(Passage):
=-=-=
Their final weekend there ended with them being killed, their lives and fate violently forced into the national spotlight -- a cruel paradox for this intensely private couple.
A private memorial service is scheduled for this afternoon at the Hughes Institute in Chevy Chase.
Mr. Trias was born in Hato Ray, Puerto Rico, in 1944, the son of Jose Trias-Monge, who helped the territory draft the 1974 constitution in 1952 and became the chief justice of its supreme court in 1974.
Mr. Trias attended Phillips Exeter Academy in New Hampshire and Harvard College before going to Yale. He did free legal work for the Puerto Rican Legal Defense Fund and traveled to Chile in 1982 as part of Americas Watch, an international human rights organization.
He divorced his first wife, Elizabeth Clover, in 1984, with whom he had two children, Alexander, who is a freshman at Yale Law School, and Maggie, 14, who attends Sheridan School in Northwest Washington.
He joined the prestigious law firm of Paul, Weiss, Rifkind, Wharton & Garrison in 1971, became a partner in 1978 and stayed until 1991. The firm generated $620,000 in profit per partner that year, according to American Lawyer magazine.
Accepting Hughes challenge
Dr. Purnell W. Choppin, president of the Howard Hughes Medical Institute, said he had to persuade Mr. Trias to leave the firm to join the foundation in 1992, where last year he earned $383,000, including benefits, according to the Chronicle of Philanthropy.
The foundation, founded by Howard Hughes in 1953, has $7 billion in assets and is second only to the federal government's National Institutes of Health in sponsoring basic medical research.
Friends said he was seeking a new challenge to build upon work he did with the institute while he served as outside council since 1985. He had helped expand the institute and resolved a long-standing dispute with the Internal Revenue Service.
At the Sheridan School, Mr. Trias served on the board of trustees and was to take over as chairman at the end of this month.
"I can remember a time when the exchanges in the board room were both contested and tempers were short," headmaster Hugh C. Riddleberger recalled. "Jose did not get in the middle of the fray. When he chose to offer his input, he was able to defuse the situation so everyone could see what the right solution was."
=-=-=
(Task details):
According to the passage about Mr. Trias, where is the private memorial service being held? You won't need the listing for this.
=-=-=
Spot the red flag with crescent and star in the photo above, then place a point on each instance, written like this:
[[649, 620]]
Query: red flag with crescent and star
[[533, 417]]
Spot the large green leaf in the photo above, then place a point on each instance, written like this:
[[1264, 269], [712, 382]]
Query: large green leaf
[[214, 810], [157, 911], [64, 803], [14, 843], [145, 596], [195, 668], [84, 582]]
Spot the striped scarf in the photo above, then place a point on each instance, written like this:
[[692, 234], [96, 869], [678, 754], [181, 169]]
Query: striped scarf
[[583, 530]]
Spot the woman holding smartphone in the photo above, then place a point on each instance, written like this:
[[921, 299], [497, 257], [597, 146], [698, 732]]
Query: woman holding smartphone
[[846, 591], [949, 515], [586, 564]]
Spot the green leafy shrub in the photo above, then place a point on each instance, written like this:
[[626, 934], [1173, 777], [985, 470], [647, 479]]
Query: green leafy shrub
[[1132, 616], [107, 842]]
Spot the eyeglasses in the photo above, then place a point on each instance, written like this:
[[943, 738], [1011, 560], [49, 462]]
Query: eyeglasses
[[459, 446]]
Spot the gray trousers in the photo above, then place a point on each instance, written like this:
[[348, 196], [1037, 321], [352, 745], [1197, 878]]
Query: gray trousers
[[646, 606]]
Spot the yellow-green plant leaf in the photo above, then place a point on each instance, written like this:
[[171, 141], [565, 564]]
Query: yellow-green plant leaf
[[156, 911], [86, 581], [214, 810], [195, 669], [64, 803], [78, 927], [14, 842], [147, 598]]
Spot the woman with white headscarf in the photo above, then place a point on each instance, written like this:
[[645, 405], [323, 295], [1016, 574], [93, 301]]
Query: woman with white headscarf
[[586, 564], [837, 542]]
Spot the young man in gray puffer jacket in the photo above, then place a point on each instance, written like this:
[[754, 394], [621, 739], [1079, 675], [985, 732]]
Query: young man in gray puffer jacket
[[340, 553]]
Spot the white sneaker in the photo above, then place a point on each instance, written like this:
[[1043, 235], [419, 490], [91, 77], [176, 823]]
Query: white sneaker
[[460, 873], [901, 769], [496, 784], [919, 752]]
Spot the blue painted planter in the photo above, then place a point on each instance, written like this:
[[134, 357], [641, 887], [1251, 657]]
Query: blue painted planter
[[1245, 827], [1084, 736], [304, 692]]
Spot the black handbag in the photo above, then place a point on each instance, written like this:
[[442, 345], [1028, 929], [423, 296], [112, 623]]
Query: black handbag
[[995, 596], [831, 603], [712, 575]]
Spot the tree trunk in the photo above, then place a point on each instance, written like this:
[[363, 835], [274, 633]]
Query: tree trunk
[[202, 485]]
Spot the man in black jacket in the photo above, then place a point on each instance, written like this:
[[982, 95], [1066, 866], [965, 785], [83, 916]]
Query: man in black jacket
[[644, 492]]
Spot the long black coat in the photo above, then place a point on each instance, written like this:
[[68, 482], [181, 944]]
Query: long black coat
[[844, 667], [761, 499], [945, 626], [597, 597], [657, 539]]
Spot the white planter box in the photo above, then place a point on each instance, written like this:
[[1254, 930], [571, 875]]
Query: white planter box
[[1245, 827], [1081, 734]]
=-=-=
(Response area):
At the Hughes Institute in Chevy Chase.